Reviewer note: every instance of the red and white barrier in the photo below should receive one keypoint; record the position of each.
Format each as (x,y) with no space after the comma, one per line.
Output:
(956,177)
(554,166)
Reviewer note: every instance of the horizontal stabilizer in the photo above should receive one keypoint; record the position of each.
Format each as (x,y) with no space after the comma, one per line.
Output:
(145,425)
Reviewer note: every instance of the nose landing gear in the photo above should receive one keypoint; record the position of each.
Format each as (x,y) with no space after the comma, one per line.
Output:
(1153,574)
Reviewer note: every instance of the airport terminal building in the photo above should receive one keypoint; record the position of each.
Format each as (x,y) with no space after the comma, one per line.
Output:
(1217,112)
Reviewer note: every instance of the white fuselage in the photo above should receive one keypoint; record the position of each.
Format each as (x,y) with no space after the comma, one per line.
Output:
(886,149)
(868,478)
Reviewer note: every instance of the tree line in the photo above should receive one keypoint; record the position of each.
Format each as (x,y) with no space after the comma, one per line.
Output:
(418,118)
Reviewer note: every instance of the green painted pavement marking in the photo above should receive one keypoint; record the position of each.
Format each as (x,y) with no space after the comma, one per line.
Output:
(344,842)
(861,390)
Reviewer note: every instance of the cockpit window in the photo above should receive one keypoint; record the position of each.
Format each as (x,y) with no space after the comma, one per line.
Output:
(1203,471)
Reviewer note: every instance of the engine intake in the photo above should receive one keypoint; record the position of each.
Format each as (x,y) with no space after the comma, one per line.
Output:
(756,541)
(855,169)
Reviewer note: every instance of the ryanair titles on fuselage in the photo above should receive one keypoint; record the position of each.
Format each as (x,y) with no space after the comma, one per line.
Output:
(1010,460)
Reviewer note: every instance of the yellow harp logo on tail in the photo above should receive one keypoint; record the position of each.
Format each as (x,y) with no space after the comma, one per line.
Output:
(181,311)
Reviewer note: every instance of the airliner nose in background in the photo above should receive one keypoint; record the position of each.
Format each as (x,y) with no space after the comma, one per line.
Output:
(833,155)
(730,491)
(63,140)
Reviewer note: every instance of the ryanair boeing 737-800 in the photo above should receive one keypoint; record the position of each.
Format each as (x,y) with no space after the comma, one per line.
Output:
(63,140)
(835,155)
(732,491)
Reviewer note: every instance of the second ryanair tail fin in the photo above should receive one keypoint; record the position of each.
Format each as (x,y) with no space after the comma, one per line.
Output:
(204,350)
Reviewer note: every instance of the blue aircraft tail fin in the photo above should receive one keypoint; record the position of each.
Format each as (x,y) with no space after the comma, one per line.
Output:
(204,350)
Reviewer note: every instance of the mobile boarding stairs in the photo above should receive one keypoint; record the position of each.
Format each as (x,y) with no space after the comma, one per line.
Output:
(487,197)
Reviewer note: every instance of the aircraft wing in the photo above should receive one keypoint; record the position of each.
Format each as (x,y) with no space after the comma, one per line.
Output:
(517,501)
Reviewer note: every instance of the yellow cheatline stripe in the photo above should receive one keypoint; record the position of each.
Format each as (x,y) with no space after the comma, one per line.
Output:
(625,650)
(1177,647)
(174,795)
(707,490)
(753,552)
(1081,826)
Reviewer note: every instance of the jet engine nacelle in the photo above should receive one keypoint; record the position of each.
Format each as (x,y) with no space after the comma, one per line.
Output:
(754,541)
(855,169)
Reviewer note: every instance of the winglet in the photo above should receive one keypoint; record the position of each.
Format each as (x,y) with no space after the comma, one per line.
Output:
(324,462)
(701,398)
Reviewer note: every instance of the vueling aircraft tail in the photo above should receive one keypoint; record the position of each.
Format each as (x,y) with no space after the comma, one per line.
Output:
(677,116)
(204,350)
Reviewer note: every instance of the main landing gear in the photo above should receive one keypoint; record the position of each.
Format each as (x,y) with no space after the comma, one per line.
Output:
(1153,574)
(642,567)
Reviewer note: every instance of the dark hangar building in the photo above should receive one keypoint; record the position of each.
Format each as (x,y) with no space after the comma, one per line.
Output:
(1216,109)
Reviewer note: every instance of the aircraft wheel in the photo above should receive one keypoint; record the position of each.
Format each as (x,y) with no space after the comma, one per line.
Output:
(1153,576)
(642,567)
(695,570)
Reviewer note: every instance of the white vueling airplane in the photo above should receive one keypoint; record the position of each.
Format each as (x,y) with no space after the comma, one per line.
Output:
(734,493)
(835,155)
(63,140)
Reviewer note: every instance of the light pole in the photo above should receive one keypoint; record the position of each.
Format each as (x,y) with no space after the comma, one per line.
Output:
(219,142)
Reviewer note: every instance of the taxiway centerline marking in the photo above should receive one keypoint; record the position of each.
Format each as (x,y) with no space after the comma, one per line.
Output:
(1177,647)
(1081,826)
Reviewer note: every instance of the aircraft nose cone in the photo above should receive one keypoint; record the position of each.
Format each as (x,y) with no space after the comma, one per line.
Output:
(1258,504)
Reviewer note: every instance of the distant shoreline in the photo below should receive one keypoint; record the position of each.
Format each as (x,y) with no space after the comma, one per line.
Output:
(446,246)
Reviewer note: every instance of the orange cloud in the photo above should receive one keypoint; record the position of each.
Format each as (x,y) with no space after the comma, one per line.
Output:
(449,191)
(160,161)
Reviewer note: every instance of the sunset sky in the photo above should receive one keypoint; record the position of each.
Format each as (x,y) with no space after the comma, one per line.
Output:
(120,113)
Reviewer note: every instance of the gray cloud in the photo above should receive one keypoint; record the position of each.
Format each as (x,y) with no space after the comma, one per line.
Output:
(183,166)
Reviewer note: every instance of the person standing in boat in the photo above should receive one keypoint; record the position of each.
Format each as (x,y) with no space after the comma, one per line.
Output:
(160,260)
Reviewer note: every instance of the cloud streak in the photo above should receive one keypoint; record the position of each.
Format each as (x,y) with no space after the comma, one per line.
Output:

### Problem details
Copy out the data from the line containing "Reviewer note: every instance of the person" up to and including its final line, word for word.

### Output for this exercise
Reviewer note: every instance of the person standing in boat in the photo above should receive one keypoint; record the position of each.
Format each as (x,y) with no space after the comma, one per line.
Output:
(160,260)
Reviewer note: every instance of the cloud streak in the photo above should receive one keypoint; record the position of each.
Format each as (x,y) with no space after the comma, one per line.
Output:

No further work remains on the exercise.